I am looking for a book. Written before 1975. It is about earth being attacked by an alien force. Earth builds a ship loaded with earth's finest. As they travel to a distant world they are attacked and land on a planet. Generations go by on this world that has extreme gravity and they develop. Talking mind reading penguins and vicious wolves. They send a signal back to earth "Raroak Calling"... They eventually defeat an alien ship and return to earth. They defeat the alien attack force because after generations on the alien planet they developed super human strength because of the 3x gravity. Then they must leave earth because they realize they are no longer human.
The message is "Ragnarok calling". The book is Tom Godwin's 1958 novel The Survivors a.k.a.Space Prison; it's available at Project Gutenberg and LibriVox. Maybe one of these covers will ring a bell. A shorter version called "Too Soon to Die" was published as a novelette in Venture Science Fiction Magazine, March 1957, which is available at the Internet Archive. There was a sequel called The Space Barbarians. Godwin's Ragnarok series (as it's called) was the subject of this old question and this one and this one. From the Wikipedia summary:
A ship heading from Earth to Athena, a planet 500 light years away, is suddenly attacked by the Gerns, an alien empire in its expansion phase. People aboard are divided by the invaders into Acceptables and Rejects. The Acceptables would become slave labor for the Gerns on Athena, and the Rejects are forced ashore on the nearest 'Earth-like' planet, called Ragnarok. The Gerns say they will return for the Rejects, but the Rejects quickly realise that that isn't going to happen.
Ragnarok is not so 'Earth-like.' Its gravity is 1.5 times that of Earth, it is populated by deadly, aggressive creatures and it contains little in the way of usable metal ores. This, combined with a terrible deadly fever that kills in hours, more than decimates the population.
The novels follows the stranded humans through several generations as they try to survive there, and their unswerving goal to repay the Gerns for their cruelty.

========================================================================

→ **WORK INSTRUCTIONS**
Reproduce word for word the part of the text about the science fiction novel starting at "The novels follows" and ending at "for their cruelty.".

→ **RECORDED INFORMATION**
========================================================================

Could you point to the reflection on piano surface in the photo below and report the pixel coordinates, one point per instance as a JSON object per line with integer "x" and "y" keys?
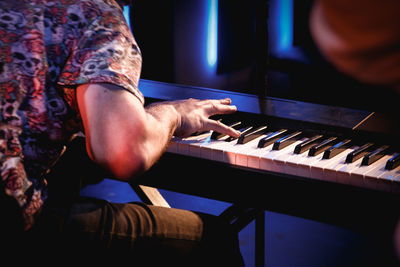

========================================================================

→ **CORRECT ANSWER**
The novels follows the stranded humans through several generations as they try to survive there, and their unswerving goal to repay the Gerns for their cruelty.